:: Passage given

It’s so easy to forget what an oddity in world history the American Thanksgiving meal is. No professional cooks or chefs, no waiters or servants, just families and friends with their children, sitting around a table enjoying a plentiful, affordable meal. No very sophisticated cooking skills, just an oven, and perhaps enough cash to buy the only tricky bits, the gravy and the pies.
Thus newly-single suburban men and newly-arrived Chinese young women equally feel they have the right, the means, and the capability to have a go at turkey and trimmings and participation in the United States.
The homely surroundings, the inexpensive, everyday ingredients, the inclusion of children in the meal were no accident. In the middle years of the nineteenth century, Sarah Hale, editor of the most popular woman’s magazine, Godey’s Lady’s Book, petitioned one president after another to make Thanksgiving a national, not just a regional New England holiday. She and others advocated the meal as a way to express their belief that the family was the civic basis of the young American republic and that simple, plentiful, unpretentious food was what set their country off from the monarchies of Europe. For more details, click on this link to an article I wrote for the Boston Globe five years ago (from which the title for this post comes). http://www.bostonglobe.com/ideas/2013/11/24/thanksgiving-how-eat-american-politics/dr3jHLnGnsS7Cj9i9X44jP/igraphic.html
This year, the popular Thanksgiving theme for food historians, at least judging by several posts or articles I have seen, is to expose the implicit racism of the first Thanksgiving. In the current political mood, that’s understandable. The mid-nineteenth century institutionalization of Thanksgiving at the hands of Sarah Hale also had its problems. When I talked about her campaign to the Capitol Rotary Club in Austin, Texas, the group bristled as if this example of perceived Yankee aggression were just yesterday, not a hundred and fifty years ago.

::::
:: Information shown

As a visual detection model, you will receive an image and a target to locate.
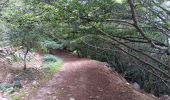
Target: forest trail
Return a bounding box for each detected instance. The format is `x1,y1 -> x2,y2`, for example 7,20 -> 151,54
32,50 -> 157,100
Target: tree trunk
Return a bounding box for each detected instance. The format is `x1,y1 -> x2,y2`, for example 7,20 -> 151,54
23,48 -> 29,70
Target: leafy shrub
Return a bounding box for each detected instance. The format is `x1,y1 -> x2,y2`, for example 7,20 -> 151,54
42,40 -> 63,49
43,54 -> 62,73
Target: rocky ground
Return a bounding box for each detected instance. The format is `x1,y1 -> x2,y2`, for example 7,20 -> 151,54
0,50 -> 169,100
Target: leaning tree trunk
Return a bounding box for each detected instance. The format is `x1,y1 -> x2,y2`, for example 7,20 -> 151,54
23,49 -> 29,70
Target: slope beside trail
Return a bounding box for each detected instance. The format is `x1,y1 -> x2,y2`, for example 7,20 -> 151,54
31,50 -> 158,100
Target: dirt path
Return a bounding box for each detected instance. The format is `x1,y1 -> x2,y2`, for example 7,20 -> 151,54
32,50 -> 157,100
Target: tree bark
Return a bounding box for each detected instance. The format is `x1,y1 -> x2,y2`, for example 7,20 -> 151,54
23,48 -> 29,70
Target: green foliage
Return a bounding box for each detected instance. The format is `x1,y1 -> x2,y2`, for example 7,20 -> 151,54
42,54 -> 62,73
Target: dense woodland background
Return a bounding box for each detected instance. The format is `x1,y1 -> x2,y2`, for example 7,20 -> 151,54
0,0 -> 170,96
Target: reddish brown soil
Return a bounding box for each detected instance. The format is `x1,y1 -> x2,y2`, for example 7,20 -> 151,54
32,50 -> 157,100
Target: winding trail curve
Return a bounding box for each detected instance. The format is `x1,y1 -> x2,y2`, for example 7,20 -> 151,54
32,50 -> 158,100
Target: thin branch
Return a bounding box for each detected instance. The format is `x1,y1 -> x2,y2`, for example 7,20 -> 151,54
128,0 -> 167,50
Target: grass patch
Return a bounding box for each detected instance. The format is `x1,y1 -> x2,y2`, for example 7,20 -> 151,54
42,54 -> 63,73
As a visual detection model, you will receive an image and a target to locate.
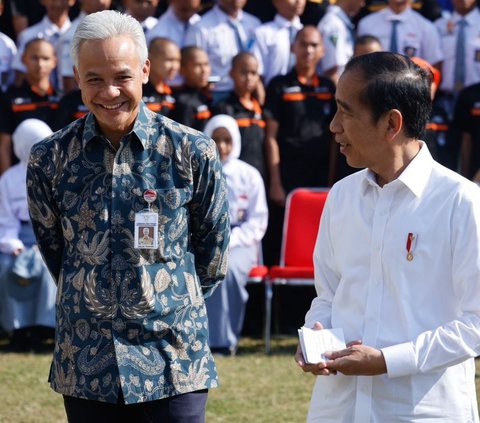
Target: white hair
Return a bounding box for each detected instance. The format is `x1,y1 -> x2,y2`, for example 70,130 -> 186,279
70,10 -> 148,68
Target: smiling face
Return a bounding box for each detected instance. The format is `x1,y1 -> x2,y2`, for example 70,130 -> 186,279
330,71 -> 390,174
74,36 -> 150,145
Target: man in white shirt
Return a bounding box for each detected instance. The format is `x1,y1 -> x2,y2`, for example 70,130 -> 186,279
435,0 -> 480,94
146,0 -> 201,48
12,0 -> 75,89
185,0 -> 261,93
57,0 -> 112,93
318,0 -> 365,83
357,0 -> 443,67
253,0 -> 306,85
295,52 -> 480,423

::::

* Written task A: Quote the Thanksgiving passage word for word, from "It’s so easy" up to and including "and the pies.".
* Written task B:
Answer these questions using the Thanksgiving passage:
(i) Which magazine did Sarah Hale edit?
(ii) Which two items does the passage call the only tricky bits of the meal?
(iii) To which group in Austin, Texas, did the writer talk about Hale's campaign?
* Written task C: Carry on writing the Thanksgiving passage, starting right after its last sentence.
The material after the Thanksgiving passage is separate from it.

* Right answer A:
It’s so easy to forget what an oddity in world history the American Thanksgiving meal is. No professional cooks or chefs, no waiters or servants, just families and friends with their children, sitting around a table enjoying a plentiful, affordable meal. No very sophisticated cooking skills, just an oven, and perhaps enough cash to buy the only tricky bits, the gravy and the pies.

* Right answer B:
(i) Godey's Lady's Book
(ii) The gravy and the pies
(iii) The Capitol Rotary Club

* Right answer C:
So, the past is not always comfortable terrain. Injustices and inequalities abounded. People behaved in ways that we find unacceptable, causing much suffering.
Just for one day, though, I can’t help but think that, given a history of meals intended to divide and exclude that stretches back millennia, at Thanksgiving almost nine out of ten Americans sit down to share a democratic and inclusive national meal.
Enjoy.
- Mexico as Mestizo
- Mexico and its Food as Poor and Rural
Bravo Rachel,
You put Thanksgiving in its correct prospective. I am reminded of my favorite Thanksgiving story by O. Henry [only us older folks will remember him probably] TWO THANKSGIVING DAY GENTLEMEN.
An excerpt: “There is one day that is ours There is one day when all we Americans. . .go back to the old hom to eat . . . It is the one day that is purely American. yes, a day of celebration, exclusively American.”
Hope Americans far and wide had a good Thanksgiving. I did at a Thanksgiving lunch with American friends at a rooftop restaurant in Athens with a terrific view of the Acropolis and talking about our early efforts to recreate a traditional American Thanksgiving in Greece.
Thanks so much, Linda. I did not know the O. Henry story but I’m off to look it up. Doing Thanksgiving elsewhere is really quite tricky not just because of lack of ingredients but because of lack of knowledge among non-Americans about what is expected.
Just two of us around the table. With that in mind we look to the classic definition of eternity, “A ham or turkey and two people.” We’ve been doing a smoked salmon filet or roasting a duck for the last few years. Briefly coalescing a family spread out over 2,700 miles (it would be an ever scarier number expressed in kilometers) is a seldom accomplished feat for us. But, yeah we can remember the ‘good old days’ when…..
When I realize that a Cornish game hen served two of us with leftovers for the next day . . .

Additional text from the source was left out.